Consigne
Citez mot pour mot les lignes sources, en commençant à celle qui contient « Practice step: locate the salon » et en terminant à la dernière, ces deux bornes comprises.

(Lignes sources)
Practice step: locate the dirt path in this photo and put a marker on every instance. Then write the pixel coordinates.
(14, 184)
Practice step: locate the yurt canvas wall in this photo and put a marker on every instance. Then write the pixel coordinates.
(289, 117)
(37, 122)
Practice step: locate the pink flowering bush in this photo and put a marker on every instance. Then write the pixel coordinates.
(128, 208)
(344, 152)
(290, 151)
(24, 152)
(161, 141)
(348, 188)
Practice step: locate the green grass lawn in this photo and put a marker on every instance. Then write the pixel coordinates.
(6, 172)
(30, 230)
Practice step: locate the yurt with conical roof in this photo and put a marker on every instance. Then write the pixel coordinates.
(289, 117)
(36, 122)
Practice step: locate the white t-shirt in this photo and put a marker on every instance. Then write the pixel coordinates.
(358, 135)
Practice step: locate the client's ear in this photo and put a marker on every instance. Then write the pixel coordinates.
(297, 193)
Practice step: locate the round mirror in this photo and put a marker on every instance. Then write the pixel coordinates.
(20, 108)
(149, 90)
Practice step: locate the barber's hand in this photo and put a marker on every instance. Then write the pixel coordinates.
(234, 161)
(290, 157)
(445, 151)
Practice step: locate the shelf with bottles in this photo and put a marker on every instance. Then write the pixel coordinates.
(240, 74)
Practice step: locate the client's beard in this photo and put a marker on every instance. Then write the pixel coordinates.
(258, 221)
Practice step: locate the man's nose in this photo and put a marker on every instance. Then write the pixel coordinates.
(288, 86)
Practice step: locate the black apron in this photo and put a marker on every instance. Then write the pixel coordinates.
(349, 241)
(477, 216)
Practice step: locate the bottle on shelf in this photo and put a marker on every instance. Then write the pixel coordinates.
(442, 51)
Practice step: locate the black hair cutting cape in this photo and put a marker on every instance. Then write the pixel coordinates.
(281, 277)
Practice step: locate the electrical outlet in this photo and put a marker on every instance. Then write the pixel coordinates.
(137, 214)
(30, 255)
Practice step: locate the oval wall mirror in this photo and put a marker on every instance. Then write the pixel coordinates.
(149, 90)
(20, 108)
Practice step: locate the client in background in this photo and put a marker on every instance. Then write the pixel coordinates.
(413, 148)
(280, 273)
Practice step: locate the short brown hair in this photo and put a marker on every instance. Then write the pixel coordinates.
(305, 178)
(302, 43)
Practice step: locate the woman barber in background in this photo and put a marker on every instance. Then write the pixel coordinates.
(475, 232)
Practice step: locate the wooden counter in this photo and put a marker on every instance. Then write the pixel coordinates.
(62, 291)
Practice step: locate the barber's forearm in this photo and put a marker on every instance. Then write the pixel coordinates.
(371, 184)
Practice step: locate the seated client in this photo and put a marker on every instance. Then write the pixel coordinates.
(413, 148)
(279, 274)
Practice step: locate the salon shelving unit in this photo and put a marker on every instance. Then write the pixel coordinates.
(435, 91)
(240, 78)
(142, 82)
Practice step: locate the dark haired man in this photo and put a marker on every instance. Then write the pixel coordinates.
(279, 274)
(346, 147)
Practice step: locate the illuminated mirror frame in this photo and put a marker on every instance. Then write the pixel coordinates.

Solution
Practice step: locate the salon shelving unit in this photo and put a marker on every instance. Then write the pixel coordinates.
(435, 91)
(240, 78)
(142, 82)
Practice step: locate the dark haired man in this photo and put a marker on every instance. Then write the pixel coordinates.
(279, 274)
(346, 147)
Practice step: locate the illuminated mirror frame in this photo and put a marker on every instance. Then write the pixel coordinates.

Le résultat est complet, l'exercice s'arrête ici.